▶ [EXERCISES]:
#1 In the forum thread about RSA SecureID logins, what two fields appear on the website login page?
#2 Transcribe the forum thread about RSA SecureID logins from "Where/how/why is doing" up to and including "conga-line of confusion.".

Let me explain a little further.

The goal is to log into X website, the website login page has two fields. One field is UserID, the other is Passcode.

The passcode itself is something you generate. You generate the passcode by entering your PIN into an RSA SecureID token client, either on a phone or computer.

So if your PIN is 123456, you input this into the SecureID token client and it will spit out something like 01923227.

Go back to the webpage, enter userid in userid field, enter 01923227 in the passcode field, hit login.

PBS fucked around with this message at Feb 16, 2016 around 01:28

Dex
May 26, 2006

Quintuple x!!!

Would not escrow again.

VERY MISLEADING!


i keep forgetting that client exists actually, which is why i was confused, we just pin + fob code directly. same thing ultimately since the server needs access to the token seeds anyway to confirm it was valid, still 2fa

quote:

The fault is that the password you're now authenticating with is just eight numeric characters that changes every X seconds.

you can manage that - trying to log in twice with the same code, or using the incorrect code twice in a row, locks me out of vpn and site logins until an admin resets my account

Subjunctive
Sep 12, 2006

careful now


Cybernetic Crumb

Dex posted:

you can manage that - trying to log in twice with the same code, or using the incorrect code twice in a row, locks me out of vpn and site logins until an admin resets my account

Yeah, if online brute force attacks are even a little bit of a risk for you, fix that before worrying about the number of factors.

PBS
Sep 21, 2015


There's a lockout policy in place.

MrMoo
Sep 14, 2000



PBS posted:

Let me explain a little further.

The goal is to log into X website, the website login page has two fields. One field is UserID, the other is Passcode.

The passcode itself is something you generate. You generate the passcode by entering your PIN into an RSA SecureID token client, either on a phone or computer.

So if your PIN is 123456, you input this into the SecureID token client and it will spit out something like 01923227.

Go back to the webpage, enter userid in userid field, enter 01923227 in the passcode field, hit login.

There is a pretty awful Cisco appliance that has a SSL portal that works like this.

EVIL Gibson
Mar 23, 2001

THE CLOUD WILL PROTECT US


Switchblade Switcharoo

PBS posted:

So if your PIN is 123456, you input this into the SecureID token client and it will spit out something like 01923227.

Go back to the webpage, enter userid in userid field, enter 01923227 in the passcode field, hit login.


Where/how/why is doing the calculation to take "123456" to "01923227". Where in relation to the application requiring the authentication. How is it converting a the FOB token to 01923227. And why exactly is the client requirement to come up with something like this?

Just from thinking of what your system is trying to do you are going to a get a lot more problems of people passing token time outs while they go through this conga-line of confusion.

Dex
May 26, 2006

Quintuple x!!!

Would not escrow again.

▶ [PROVIDED DATA]:
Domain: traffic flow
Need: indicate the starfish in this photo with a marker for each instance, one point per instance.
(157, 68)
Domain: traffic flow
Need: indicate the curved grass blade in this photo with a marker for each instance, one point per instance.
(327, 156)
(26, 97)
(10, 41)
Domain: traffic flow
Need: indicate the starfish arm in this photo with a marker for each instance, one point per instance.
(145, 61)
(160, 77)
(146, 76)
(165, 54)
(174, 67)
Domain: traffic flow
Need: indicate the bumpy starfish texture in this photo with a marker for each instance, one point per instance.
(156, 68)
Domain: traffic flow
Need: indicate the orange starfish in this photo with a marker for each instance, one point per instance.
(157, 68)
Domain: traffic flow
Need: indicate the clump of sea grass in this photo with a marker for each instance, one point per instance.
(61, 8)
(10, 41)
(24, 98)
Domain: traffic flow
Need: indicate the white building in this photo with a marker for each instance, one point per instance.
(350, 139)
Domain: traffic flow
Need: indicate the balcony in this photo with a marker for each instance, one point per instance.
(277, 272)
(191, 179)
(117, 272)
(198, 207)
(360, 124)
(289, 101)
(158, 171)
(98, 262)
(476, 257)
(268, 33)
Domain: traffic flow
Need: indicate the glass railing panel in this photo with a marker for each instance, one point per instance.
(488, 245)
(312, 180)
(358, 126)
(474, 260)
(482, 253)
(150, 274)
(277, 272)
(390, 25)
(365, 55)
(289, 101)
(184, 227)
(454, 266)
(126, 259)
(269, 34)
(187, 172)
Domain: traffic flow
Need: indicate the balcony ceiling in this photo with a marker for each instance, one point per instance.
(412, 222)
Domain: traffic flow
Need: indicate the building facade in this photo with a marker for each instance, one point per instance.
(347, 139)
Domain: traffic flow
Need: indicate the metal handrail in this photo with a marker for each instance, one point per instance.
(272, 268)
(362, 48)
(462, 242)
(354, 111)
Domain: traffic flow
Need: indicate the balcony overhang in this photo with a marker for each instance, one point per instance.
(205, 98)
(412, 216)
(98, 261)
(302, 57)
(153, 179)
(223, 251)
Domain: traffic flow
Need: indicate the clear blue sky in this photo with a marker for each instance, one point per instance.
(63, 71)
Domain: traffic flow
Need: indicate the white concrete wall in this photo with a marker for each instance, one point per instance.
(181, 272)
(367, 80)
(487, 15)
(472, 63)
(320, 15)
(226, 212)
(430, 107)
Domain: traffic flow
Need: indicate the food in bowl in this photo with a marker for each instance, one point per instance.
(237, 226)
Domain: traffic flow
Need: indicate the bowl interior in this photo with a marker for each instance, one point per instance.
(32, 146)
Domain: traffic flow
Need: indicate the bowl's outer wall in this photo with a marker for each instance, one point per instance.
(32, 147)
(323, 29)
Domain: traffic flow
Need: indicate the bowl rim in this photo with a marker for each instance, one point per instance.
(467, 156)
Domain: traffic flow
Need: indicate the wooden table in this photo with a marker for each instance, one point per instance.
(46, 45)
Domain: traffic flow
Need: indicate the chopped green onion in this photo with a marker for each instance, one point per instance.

▶ [ANSWERS PER TASK]:
#1 UserID and Passcode.

#2
Where/how/why is doing the calculation to take "123456" to "01923227". Where in relation to the application requiring the authentication. How is it converting a the FOB token to 01923227. And why exactly is the client requirement to come up with something like this?

Just from thinking of what your system is trying to do you are going to a get a lot more problems of people passing token time outs while they go through this conga-line of confusion.